### Dataset content:
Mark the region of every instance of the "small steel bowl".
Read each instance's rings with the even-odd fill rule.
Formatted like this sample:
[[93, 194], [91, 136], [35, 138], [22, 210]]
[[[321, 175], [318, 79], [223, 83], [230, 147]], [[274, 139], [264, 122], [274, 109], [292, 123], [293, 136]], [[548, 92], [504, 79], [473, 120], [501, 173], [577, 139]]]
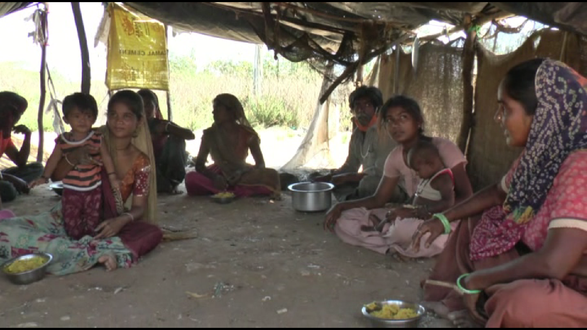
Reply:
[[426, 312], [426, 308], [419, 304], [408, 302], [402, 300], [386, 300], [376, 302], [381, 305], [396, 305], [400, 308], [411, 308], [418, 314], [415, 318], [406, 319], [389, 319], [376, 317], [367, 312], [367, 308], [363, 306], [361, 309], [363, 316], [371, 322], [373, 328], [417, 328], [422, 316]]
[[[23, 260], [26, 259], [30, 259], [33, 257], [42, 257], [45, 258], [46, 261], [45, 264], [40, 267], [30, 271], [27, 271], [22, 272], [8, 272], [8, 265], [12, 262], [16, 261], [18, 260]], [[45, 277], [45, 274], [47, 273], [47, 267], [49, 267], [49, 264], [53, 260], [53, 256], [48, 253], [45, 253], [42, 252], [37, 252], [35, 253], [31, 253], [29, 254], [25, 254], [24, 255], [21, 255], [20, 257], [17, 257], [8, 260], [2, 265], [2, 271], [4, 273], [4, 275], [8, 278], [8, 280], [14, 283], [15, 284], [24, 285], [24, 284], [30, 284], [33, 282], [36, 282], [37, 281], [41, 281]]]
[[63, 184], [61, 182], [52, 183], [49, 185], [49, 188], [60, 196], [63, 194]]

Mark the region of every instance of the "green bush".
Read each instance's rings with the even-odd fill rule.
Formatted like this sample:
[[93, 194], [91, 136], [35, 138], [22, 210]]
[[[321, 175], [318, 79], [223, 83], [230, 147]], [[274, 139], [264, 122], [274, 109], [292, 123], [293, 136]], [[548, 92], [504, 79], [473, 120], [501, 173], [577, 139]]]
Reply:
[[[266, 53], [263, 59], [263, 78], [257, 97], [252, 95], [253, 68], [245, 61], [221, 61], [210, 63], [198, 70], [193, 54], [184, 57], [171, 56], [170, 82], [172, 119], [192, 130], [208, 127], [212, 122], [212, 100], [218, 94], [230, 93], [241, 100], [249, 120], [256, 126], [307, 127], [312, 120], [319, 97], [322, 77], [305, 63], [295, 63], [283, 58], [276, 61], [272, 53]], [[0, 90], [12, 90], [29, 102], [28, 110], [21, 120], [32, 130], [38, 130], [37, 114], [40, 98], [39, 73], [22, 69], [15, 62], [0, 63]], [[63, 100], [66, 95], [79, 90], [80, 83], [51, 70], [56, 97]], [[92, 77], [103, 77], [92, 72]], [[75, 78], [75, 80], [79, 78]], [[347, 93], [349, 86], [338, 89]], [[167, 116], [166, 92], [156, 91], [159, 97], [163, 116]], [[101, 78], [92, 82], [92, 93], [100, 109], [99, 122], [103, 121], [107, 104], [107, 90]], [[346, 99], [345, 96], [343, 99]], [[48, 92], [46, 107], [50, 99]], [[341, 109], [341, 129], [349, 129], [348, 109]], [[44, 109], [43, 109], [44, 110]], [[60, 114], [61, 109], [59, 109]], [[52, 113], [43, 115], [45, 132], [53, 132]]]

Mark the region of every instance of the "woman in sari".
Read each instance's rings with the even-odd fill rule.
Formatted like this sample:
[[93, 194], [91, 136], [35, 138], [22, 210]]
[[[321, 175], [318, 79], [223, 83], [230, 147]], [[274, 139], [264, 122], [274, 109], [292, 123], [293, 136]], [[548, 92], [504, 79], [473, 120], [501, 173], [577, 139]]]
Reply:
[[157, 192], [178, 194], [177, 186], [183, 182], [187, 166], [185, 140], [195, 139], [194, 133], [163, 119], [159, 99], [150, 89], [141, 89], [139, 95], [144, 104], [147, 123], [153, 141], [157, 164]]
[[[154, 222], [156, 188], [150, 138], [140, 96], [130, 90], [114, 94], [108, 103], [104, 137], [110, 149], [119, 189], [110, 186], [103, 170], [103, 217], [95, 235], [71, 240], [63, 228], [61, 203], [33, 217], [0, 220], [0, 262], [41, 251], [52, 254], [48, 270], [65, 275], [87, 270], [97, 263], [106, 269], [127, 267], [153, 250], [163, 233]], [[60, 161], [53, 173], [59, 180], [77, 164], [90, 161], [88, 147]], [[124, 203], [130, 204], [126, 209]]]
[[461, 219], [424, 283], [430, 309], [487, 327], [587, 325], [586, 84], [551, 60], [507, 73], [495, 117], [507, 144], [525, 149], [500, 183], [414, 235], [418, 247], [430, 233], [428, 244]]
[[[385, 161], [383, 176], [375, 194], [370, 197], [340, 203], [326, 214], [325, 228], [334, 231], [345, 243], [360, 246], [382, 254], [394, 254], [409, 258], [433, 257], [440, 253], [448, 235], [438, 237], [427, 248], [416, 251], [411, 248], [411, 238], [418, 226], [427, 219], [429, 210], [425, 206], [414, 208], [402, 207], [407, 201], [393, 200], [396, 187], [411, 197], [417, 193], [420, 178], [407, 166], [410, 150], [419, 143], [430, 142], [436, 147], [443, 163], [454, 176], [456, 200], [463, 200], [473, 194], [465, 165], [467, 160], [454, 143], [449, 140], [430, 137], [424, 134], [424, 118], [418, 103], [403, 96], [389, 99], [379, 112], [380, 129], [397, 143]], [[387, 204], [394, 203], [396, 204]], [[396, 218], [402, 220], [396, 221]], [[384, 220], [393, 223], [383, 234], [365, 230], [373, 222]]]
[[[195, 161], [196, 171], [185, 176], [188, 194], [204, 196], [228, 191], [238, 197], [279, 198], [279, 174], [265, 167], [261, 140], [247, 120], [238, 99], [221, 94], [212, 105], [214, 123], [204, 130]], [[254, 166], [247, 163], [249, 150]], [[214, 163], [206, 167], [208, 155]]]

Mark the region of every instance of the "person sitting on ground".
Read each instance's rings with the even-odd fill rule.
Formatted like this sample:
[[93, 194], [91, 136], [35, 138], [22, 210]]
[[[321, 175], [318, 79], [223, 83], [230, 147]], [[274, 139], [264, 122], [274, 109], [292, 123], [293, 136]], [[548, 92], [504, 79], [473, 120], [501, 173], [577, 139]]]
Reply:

### What you will do:
Rewrite all four items above with "even-odd" changed to "nonzero" everywhere and every other word kept the same. Leave the pictures out.

### Exercise result:
Mark the region of every instance of the "small steel bowl".
Read each instance's rings with the nonzero fill rule.
Formatted like this sample:
[[93, 194], [91, 136], [35, 138], [22, 210]]
[[[321, 175], [318, 79], [223, 83], [230, 147]], [[274, 139], [264, 122], [274, 109], [292, 123], [293, 136]], [[548, 92], [504, 79], [473, 120], [501, 173], [577, 139]]]
Reply:
[[426, 312], [426, 308], [419, 304], [408, 302], [402, 300], [386, 300], [376, 302], [381, 305], [396, 305], [400, 308], [411, 308], [418, 314], [415, 318], [406, 319], [389, 319], [376, 317], [367, 312], [367, 308], [363, 306], [361, 309], [363, 316], [371, 322], [373, 328], [417, 328], [422, 316]]
[[[23, 260], [26, 259], [30, 259], [33, 257], [42, 257], [45, 258], [46, 261], [45, 264], [40, 267], [30, 271], [27, 271], [22, 272], [8, 272], [8, 265], [12, 262], [16, 261], [18, 260]], [[45, 277], [45, 274], [47, 273], [47, 267], [49, 267], [49, 264], [53, 260], [53, 256], [48, 253], [45, 253], [42, 252], [37, 252], [35, 253], [31, 253], [29, 254], [25, 254], [24, 255], [21, 255], [20, 257], [17, 257], [8, 260], [2, 265], [2, 271], [4, 273], [4, 275], [8, 278], [8, 280], [14, 283], [15, 284], [24, 285], [24, 284], [30, 284], [33, 282], [36, 282], [37, 281], [41, 281]]]
[[63, 184], [61, 182], [52, 183], [49, 185], [49, 188], [60, 196], [63, 194]]

Mark the region of every instance of the "green bush".
Read each instance's rings with the nonzero fill rule.
Formatted like this sample:
[[93, 194], [91, 136], [35, 138], [22, 210]]
[[[321, 175], [318, 79], [223, 83], [230, 147]], [[274, 139], [264, 122], [274, 109], [292, 123], [293, 136]], [[548, 92], [504, 79], [473, 120], [501, 173], [577, 139]]]
Reply:
[[[266, 53], [263, 59], [263, 78], [257, 97], [252, 95], [253, 68], [245, 61], [221, 61], [210, 63], [198, 70], [193, 54], [184, 57], [171, 56], [170, 82], [172, 119], [192, 130], [208, 127], [212, 122], [212, 100], [218, 94], [230, 93], [241, 100], [249, 120], [256, 126], [307, 127], [312, 120], [319, 97], [322, 77], [305, 63], [295, 63], [283, 58], [276, 61], [272, 53]], [[0, 90], [12, 90], [29, 102], [28, 110], [21, 120], [32, 130], [38, 130], [37, 114], [40, 98], [39, 73], [22, 69], [15, 62], [0, 63]], [[63, 100], [66, 95], [79, 90], [80, 83], [51, 70], [56, 97]], [[92, 77], [103, 77], [92, 72]], [[75, 78], [75, 80], [79, 78]], [[347, 93], [349, 86], [338, 89]], [[167, 116], [166, 92], [156, 91], [159, 97], [163, 116]], [[101, 78], [92, 82], [92, 93], [100, 109], [99, 122], [103, 121], [107, 104], [107, 90]], [[346, 99], [345, 96], [343, 99]], [[48, 92], [46, 107], [50, 99]], [[341, 109], [341, 129], [349, 129], [348, 109]], [[44, 109], [43, 109], [44, 110]], [[60, 114], [61, 109], [59, 109]], [[52, 113], [43, 115], [45, 132], [53, 132]]]

Mark the region of every instance of the "woman in sari".
Read each instance's rings with the nonzero fill rule.
Formatted like this sample:
[[93, 194], [91, 136], [35, 138], [22, 210]]
[[[321, 175], [318, 79], [223, 83], [230, 147]], [[274, 139], [264, 122], [274, 109], [292, 123], [293, 136]], [[548, 92], [504, 79], [473, 120], [501, 173], [577, 139]]]
Reply:
[[157, 192], [178, 194], [177, 186], [183, 182], [187, 166], [185, 140], [195, 139], [194, 133], [163, 119], [159, 99], [150, 89], [141, 89], [139, 95], [144, 104], [147, 123], [153, 141], [157, 164]]
[[[154, 222], [156, 188], [150, 138], [140, 96], [130, 90], [114, 94], [108, 103], [104, 137], [110, 149], [119, 189], [110, 186], [103, 170], [103, 217], [95, 235], [71, 240], [63, 228], [61, 203], [33, 217], [0, 220], [0, 262], [41, 251], [52, 254], [48, 270], [65, 275], [87, 270], [97, 263], [106, 269], [127, 267], [153, 250], [163, 233]], [[60, 161], [53, 173], [59, 180], [77, 164], [90, 161], [88, 147]], [[124, 203], [130, 204], [126, 209]]]
[[461, 219], [424, 283], [430, 309], [487, 327], [587, 325], [586, 84], [551, 60], [507, 73], [495, 117], [507, 144], [525, 149], [500, 183], [414, 235], [418, 247], [430, 233], [428, 244]]
[[[385, 161], [383, 176], [375, 194], [370, 197], [340, 203], [326, 214], [325, 228], [334, 231], [345, 243], [360, 246], [382, 254], [394, 254], [409, 258], [433, 257], [440, 253], [448, 235], [438, 237], [427, 248], [416, 251], [411, 248], [411, 238], [418, 226], [427, 219], [429, 210], [425, 206], [414, 208], [402, 207], [407, 201], [393, 200], [396, 187], [411, 197], [417, 193], [420, 178], [407, 166], [410, 150], [419, 143], [430, 142], [436, 147], [443, 163], [454, 176], [456, 200], [463, 200], [473, 194], [465, 165], [467, 160], [454, 143], [449, 140], [430, 137], [424, 134], [424, 118], [418, 103], [403, 96], [389, 99], [379, 112], [380, 129], [397, 143]], [[387, 204], [394, 203], [396, 204]], [[396, 218], [402, 220], [396, 221]], [[384, 220], [393, 223], [383, 234], [365, 230], [373, 222]]]
[[[195, 161], [196, 171], [185, 176], [188, 194], [204, 196], [228, 191], [238, 197], [279, 198], [279, 174], [265, 167], [261, 140], [247, 120], [238, 99], [221, 94], [212, 105], [214, 123], [204, 130]], [[254, 166], [247, 163], [249, 150]], [[214, 163], [206, 167], [208, 155]]]

Mark the region of every instance of the "person sitting on ground".
Read each instance's rings with the nonzero fill rule.
Formatted like this sample:
[[93, 194], [91, 136], [35, 138], [22, 210]]
[[[321, 175], [318, 79], [223, 83], [230, 147]], [[274, 139], [264, 122], [274, 109], [292, 123], [293, 136]], [[548, 92], [504, 79], [473, 120], [501, 173], [577, 139]]]
Reply:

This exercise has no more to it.